**TASK TO COMPLETE:** Copy out everything from the line containing "Teacher note: please indicate the church" down to the end of the records, keeping every line and shifting each x and y coordinate in the answers by -128.

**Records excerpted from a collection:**
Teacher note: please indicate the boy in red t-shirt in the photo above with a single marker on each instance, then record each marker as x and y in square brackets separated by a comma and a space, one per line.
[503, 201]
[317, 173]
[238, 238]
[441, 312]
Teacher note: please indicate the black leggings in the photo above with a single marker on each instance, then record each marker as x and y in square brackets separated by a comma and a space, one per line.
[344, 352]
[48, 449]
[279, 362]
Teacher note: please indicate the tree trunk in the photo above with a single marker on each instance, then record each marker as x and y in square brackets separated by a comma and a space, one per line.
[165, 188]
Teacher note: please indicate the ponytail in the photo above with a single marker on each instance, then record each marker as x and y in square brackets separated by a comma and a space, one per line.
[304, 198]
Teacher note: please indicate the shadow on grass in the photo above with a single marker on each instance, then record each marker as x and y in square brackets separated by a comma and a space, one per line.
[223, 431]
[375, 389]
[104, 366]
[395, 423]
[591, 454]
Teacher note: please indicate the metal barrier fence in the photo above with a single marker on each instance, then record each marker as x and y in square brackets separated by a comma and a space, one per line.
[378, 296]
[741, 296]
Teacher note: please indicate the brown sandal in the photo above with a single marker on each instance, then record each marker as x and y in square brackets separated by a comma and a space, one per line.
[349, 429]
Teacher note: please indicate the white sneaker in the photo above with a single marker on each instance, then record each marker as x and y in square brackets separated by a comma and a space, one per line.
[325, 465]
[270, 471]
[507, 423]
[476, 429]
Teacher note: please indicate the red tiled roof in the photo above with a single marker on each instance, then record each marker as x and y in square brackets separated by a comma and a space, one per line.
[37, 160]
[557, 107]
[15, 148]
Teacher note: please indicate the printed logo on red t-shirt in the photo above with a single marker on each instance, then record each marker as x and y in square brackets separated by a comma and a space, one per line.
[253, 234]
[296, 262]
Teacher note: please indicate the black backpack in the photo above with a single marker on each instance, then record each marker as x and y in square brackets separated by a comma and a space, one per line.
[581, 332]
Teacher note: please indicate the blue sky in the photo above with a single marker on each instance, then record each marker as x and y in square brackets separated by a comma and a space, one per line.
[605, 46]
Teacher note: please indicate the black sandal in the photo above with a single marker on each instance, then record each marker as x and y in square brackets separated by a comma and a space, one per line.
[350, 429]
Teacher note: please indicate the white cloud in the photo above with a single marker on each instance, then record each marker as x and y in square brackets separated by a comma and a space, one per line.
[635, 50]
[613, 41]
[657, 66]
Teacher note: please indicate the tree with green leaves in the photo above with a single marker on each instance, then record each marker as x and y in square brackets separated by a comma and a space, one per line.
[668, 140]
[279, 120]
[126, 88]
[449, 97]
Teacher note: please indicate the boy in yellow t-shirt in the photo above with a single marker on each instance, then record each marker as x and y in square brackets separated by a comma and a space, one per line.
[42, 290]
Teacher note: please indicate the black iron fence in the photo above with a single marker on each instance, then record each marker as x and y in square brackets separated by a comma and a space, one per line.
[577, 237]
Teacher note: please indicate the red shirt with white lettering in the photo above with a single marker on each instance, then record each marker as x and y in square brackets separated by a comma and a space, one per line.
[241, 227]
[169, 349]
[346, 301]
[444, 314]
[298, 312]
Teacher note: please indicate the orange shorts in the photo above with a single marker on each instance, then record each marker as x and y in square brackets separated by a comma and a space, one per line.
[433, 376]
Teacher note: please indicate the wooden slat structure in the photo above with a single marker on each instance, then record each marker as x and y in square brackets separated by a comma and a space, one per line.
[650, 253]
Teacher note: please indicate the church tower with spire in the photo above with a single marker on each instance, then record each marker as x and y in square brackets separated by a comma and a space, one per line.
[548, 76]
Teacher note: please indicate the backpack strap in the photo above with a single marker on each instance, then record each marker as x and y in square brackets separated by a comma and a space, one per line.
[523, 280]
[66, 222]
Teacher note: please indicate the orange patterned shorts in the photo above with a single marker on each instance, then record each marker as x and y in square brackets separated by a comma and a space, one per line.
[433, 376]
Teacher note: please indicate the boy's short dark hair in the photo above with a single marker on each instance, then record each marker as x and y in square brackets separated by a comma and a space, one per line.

**EXERCISE SOLUTION:**
Teacher note: please indicate the church tower with spire in the photo above with a single marker on each instance, then record each marker as x and y in square brackets separated by a comma and a space, one per line.
[420, -52]
Teacher note: please indicate the backpack strap in the photo above with a single marker on each instance, then record each marker as x and y in square brackets separated by a comma and a space, one per line.
[395, 152]
[-62, 94]
Teacher note: please indicate the orange patterned shorts in the photo above with a single marker on each instance, then record each marker as x and y in square brackets separated by a comma and a space, one per line.
[305, 248]
Teacher note: please indicate the boy's short dark hair in the photo above with a single marker on each instance, then record each marker as x and y in square brackets separated by a comma and a space, one per line.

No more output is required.